Teddy went first. He started off strong: “Crystal Meredith wanted to do what most moms and dads do all across this country. She wanted to put her son's hand in hers and walk around the corner and enroll her son in school,” he said, his voice rising and falling in a steady rhythm.
23
But then he seemed to lose the thread of his argument. “But the enrollment, there was a barrier, and the pickaxe, that barrier was personified as a quota. It wasn't near any one of the percentages or tipping percentages that the quota system in Jefferson County public schools applied. But she was not allowed in.”

Ruth Bader Ginsburg jumped in before he could go further. One of her first questions was why Crystal hadn't enrolled earlier. She had moved from Florida, Teddy said. It was unclear if he had forgotten that she had grown up in Louisville and merely moved across the county line, or whether he made it up on the spur of the moment to make the case sound better. From there, he got in few words as the liberal wing of the Court pounced on the irony of the case: Wasn't it an anomaly, Ginsburg asked, that “what's constitutionally required one day gets constitutionally prohibited the next
day?” Teddy rebutted that desegregation “hasn't worked,” and finally hit his stride as his argument came to a close.

“Educational outcome is the only key to unlock the chains of poverty,” he said, reading from the page in front of him. “African Americans in Jefferson County, Kentucky, the largest percent go to the worst performing schools. The lowest percent go to the better performing schools. That can't be constitutional.”

Frank Mellen faced an onslaught of questions from the right-leaning justices, Alito, Roberts, Scalia, and Kennedy. Thomas, as he usually did during oral arguments, kept quiet. Mellen's focus, however, was on winning over Justice Kennedy.

Earlier that morning during the arguments in the Seattle case, Kennedy had suggested that the limitations on choice bothered him. “The question is whether or not you can get into the school that you really prefer,” he said. “And that in some cases depends solely on skin color. You know, it's like saying that everybody can have a meal but only people with separate skin can get the dessert.”
24

For both lawyers, the hour seemed to last only a few minutes. Before it ran out entirely, Teddy stood up again. He had reserved two minutes of his time, and now he had the last word. He used it to read the last paragraph typed on his piece of paper: “All I can say is that, may this day be the embryonic beginning of Dr. King's dream, as paraphrased, that all children are now judged by the content of their character and their education, not by the color of their skin.”

● INFORMATION SUPPLIED:
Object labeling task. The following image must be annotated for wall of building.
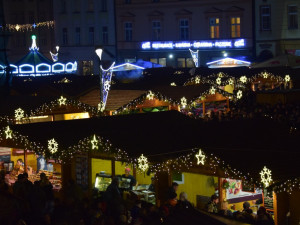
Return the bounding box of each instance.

● AIM 1: Translate this sentence from the courtroom passage into Spanish: "For both lawyers, the hour seemed to last only a few minutes."
● AIM 2:
Answer these questions using the courtroom passage.
(a) Which state did Teddy say Crystal had moved from?
(b) Which justice kept quiet during the oral arguments?
(c) How many minutes of his time had Teddy reserved?
The material can be set aside; it isn't used here.

● TASK SOLUTION 1: Para ambos abogados, la hora pareció durar solo unos minutos.

● TASK SOLUTION 2:
(a) Florida
(b) Thomas
(c) Two